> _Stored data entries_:
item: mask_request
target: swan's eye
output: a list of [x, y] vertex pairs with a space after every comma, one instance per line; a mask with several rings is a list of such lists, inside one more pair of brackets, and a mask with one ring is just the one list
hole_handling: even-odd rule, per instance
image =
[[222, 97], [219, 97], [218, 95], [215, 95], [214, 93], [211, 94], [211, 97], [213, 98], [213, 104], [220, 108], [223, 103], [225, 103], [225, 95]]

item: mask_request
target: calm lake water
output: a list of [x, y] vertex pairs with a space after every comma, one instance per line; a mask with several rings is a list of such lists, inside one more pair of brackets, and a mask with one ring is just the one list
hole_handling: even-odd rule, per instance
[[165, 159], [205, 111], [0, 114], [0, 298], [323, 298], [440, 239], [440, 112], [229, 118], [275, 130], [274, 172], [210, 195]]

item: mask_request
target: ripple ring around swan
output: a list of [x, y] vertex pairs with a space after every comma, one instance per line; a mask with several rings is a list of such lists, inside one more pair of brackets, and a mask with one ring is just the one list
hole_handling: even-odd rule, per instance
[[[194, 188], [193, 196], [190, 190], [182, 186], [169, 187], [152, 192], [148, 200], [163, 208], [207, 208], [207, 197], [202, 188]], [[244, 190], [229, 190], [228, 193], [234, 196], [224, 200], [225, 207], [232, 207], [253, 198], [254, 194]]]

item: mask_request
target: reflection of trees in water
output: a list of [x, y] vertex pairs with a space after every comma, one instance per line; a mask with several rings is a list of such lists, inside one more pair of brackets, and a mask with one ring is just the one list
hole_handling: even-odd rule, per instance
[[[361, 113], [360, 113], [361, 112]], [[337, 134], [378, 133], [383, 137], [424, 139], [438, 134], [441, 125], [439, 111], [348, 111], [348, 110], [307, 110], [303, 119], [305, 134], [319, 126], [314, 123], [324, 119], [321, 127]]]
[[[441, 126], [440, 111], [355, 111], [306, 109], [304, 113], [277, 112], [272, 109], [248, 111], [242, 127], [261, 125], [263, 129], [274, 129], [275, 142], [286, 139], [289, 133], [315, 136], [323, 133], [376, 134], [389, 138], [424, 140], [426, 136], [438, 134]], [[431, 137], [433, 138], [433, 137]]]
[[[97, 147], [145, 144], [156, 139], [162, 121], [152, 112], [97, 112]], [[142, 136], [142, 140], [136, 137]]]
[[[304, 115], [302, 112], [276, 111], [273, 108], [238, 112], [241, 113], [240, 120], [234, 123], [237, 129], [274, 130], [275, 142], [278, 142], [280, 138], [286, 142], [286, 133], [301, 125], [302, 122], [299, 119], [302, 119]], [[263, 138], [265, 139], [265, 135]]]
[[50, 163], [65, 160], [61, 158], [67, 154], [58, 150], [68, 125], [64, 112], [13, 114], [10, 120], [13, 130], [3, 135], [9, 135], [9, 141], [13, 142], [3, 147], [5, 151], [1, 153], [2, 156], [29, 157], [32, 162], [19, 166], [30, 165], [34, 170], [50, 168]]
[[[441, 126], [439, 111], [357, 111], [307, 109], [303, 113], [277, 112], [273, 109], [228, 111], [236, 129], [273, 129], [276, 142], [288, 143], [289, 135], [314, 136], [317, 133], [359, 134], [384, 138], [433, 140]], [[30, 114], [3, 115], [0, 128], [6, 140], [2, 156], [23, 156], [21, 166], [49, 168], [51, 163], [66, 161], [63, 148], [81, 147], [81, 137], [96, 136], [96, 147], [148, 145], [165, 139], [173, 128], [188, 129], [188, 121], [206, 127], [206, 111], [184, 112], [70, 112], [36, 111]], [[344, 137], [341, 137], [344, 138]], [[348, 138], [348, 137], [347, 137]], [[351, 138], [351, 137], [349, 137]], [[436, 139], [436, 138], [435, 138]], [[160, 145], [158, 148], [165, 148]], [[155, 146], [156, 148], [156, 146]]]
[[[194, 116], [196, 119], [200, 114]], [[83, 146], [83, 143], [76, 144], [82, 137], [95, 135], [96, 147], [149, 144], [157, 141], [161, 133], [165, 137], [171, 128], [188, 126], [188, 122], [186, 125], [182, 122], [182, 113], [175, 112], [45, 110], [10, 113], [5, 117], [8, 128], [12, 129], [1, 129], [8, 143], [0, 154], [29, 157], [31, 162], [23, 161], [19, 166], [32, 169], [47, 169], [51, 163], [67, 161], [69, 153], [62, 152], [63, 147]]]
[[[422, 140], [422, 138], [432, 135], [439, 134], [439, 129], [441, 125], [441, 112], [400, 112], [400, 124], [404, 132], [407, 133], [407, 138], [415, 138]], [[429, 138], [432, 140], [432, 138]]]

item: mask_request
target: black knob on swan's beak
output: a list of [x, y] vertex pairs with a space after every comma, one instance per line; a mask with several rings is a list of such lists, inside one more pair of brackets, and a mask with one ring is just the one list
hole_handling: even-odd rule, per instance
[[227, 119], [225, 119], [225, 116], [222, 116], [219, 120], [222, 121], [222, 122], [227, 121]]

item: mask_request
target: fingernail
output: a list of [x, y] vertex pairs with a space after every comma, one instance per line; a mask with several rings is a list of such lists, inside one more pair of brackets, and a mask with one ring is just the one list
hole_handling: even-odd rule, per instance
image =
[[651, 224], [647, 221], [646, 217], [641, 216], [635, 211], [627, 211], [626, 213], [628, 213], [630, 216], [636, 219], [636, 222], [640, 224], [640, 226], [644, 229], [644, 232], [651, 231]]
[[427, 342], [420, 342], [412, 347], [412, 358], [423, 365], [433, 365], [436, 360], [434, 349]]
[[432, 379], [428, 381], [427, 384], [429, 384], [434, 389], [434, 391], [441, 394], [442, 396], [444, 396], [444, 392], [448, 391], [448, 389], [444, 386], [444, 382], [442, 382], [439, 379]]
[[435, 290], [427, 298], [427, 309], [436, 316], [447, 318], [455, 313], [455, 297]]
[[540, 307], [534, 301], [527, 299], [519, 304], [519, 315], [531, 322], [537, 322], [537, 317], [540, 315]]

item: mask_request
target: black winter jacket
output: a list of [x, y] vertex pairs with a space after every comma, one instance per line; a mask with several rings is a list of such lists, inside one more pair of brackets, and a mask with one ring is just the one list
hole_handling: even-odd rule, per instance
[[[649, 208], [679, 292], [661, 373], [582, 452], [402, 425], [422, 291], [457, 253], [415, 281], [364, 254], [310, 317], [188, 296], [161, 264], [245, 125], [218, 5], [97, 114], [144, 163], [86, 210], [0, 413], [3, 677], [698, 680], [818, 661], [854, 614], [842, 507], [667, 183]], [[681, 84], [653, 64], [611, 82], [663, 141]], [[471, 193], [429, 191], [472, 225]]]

> _Work to be completed_: Tell me how many lines of the records include the word "swan", replying with the number alone.

> _Answer space_: 3